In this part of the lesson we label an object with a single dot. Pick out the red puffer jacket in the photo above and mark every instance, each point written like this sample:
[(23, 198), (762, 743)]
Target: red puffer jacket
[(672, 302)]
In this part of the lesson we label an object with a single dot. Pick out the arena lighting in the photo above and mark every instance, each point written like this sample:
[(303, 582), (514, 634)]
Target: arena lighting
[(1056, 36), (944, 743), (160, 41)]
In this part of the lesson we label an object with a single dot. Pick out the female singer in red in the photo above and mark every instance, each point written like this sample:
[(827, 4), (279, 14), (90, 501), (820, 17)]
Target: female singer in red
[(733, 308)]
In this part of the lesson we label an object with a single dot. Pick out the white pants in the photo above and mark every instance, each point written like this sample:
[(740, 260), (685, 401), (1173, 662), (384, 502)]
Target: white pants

____

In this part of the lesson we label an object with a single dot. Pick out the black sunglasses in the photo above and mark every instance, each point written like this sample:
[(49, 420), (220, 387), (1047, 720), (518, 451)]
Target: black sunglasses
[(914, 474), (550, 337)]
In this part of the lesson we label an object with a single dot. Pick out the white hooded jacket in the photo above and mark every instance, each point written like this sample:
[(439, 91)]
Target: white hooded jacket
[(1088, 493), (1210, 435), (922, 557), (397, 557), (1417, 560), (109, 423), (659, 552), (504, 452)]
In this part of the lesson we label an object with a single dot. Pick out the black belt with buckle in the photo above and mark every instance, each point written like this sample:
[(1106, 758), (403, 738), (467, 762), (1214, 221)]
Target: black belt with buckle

____

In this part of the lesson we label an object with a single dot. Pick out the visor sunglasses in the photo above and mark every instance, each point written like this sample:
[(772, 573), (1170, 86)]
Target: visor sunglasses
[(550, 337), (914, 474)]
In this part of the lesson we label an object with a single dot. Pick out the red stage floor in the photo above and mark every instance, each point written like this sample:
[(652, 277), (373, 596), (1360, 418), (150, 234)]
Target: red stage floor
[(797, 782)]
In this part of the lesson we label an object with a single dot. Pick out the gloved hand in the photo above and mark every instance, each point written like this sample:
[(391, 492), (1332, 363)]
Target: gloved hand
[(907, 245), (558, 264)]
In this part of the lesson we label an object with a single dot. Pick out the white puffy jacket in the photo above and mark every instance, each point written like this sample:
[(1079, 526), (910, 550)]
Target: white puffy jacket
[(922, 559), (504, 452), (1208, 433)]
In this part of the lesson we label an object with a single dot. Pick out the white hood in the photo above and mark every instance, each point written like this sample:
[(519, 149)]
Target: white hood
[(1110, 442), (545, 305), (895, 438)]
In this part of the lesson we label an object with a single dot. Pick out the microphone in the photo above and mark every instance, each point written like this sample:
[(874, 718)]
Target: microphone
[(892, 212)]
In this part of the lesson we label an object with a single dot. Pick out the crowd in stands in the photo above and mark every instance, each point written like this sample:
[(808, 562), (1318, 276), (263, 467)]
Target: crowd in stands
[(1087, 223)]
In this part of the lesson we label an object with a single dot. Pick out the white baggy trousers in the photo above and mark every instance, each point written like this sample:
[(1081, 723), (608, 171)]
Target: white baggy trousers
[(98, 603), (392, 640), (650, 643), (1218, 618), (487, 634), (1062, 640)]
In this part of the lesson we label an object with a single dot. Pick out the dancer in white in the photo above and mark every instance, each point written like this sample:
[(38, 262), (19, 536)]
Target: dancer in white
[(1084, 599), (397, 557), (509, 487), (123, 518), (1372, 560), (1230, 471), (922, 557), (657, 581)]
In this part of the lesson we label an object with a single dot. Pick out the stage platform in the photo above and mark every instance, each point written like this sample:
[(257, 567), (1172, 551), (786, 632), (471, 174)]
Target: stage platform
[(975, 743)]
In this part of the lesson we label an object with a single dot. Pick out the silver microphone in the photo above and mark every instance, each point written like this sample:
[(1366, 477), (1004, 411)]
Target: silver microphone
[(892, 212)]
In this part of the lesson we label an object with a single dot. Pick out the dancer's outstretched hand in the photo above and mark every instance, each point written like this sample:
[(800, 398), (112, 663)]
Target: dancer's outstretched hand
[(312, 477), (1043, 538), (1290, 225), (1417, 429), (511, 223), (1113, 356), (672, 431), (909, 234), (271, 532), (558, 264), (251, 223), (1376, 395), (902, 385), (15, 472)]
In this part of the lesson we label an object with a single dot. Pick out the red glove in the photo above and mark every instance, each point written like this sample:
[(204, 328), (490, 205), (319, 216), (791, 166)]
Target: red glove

____

WHAT THE TASK ASKS
Repeat, word for word, the lines above between the line holding "out the female" and the line holding "Target: white pants", inclusive; omit everything else.

WRITTEN RESPONSE
In this part of the lesson we label an object with a single dot. Pick out the female singer in red in the photo above and mark every instance, each point written like this sample:
[(827, 4), (279, 14), (90, 501), (820, 17)]
Target: female singer in red
[(733, 308)]
In this part of the lesson we label an object with a single dot. Pick out the white pants in the photo above and mark every instance, each point written like this sample:
[(740, 260), (685, 401), (1173, 662), (384, 502)]
Target: white pants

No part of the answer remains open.